* _Work to do_
Write out the listing below again, precisely as it is given.

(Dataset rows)

* BEGIN *

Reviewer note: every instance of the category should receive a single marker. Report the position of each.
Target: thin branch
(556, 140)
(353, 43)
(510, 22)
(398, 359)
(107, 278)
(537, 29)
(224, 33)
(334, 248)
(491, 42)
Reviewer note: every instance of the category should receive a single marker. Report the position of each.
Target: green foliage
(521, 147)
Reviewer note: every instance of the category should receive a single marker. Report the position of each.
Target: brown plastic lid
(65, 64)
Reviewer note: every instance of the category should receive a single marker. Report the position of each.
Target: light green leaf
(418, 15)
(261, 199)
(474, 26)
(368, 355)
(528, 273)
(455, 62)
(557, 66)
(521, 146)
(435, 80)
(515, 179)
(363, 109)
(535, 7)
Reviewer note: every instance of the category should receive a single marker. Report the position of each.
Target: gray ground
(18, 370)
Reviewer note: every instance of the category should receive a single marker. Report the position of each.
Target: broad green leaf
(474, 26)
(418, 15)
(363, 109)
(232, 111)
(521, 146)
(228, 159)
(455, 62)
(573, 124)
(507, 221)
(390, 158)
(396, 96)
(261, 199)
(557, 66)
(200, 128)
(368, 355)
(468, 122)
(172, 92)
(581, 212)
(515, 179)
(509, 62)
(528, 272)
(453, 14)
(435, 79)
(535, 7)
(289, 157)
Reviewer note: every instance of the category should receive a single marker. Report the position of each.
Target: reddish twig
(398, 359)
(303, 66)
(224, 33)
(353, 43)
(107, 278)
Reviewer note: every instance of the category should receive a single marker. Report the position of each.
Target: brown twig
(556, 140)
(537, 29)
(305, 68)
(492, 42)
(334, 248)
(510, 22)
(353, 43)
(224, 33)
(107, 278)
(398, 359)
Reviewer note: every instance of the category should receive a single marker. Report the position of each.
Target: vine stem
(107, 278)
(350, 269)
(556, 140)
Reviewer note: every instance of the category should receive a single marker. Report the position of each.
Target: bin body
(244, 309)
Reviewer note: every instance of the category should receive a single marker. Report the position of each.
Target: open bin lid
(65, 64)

* END *

* _Result below_
Reviewer note: every instance of the category should receive a single marker. Report the position of each.
Target: thin branch
(556, 140)
(353, 43)
(510, 22)
(398, 359)
(107, 278)
(537, 29)
(224, 33)
(334, 248)
(491, 42)
Reviewer note: every instance of the category should receive a single marker. Report the position of each.
Target: green foliage
(521, 147)
Reviewer note: every instance of the category should receive a single marker. Report the position of each.
Target: brown plastic lid
(65, 64)
Reviewer note: every instance of the category should receive a single marker. Report the position of each.
Target: light green leaf
(418, 15)
(261, 199)
(474, 26)
(368, 355)
(528, 273)
(455, 62)
(557, 66)
(521, 146)
(435, 80)
(515, 179)
(363, 109)
(535, 7)
Reviewer note: every instance of the category should receive a single marker. Report the position of each.
Target: gray ground
(18, 370)
Reviewer note: every instance of the category should receive a single marker. Report the position of each.
Target: broad green leaf
(474, 26)
(418, 15)
(363, 109)
(232, 111)
(521, 146)
(228, 159)
(455, 62)
(573, 124)
(507, 221)
(390, 158)
(396, 96)
(261, 199)
(557, 66)
(200, 128)
(368, 355)
(468, 122)
(172, 92)
(581, 212)
(515, 179)
(509, 62)
(528, 272)
(453, 14)
(435, 79)
(535, 7)
(289, 157)
Reviewer note: every instance of the category should receive a single marker. Report the position of each.
Target: reddish twig
(398, 359)
(303, 66)
(224, 33)
(353, 43)
(107, 278)
Reviewer note: every instance of the category should receive a single marker. Report the position of each.
Target: brown twig
(556, 140)
(537, 29)
(305, 68)
(492, 42)
(334, 248)
(510, 22)
(353, 43)
(224, 33)
(107, 278)
(398, 359)
Reviewer note: every instance of the category should receive a single marker. Report the position of each.
Target: vine stem
(107, 278)
(350, 269)
(556, 140)
Reviewer note: every instance of the category should receive a single marker. Report the position of each.
Target: bin body
(244, 309)
Reviewer note: every instance of the category should receive a single marker. Report the position of each.
Target: open bin lid
(65, 64)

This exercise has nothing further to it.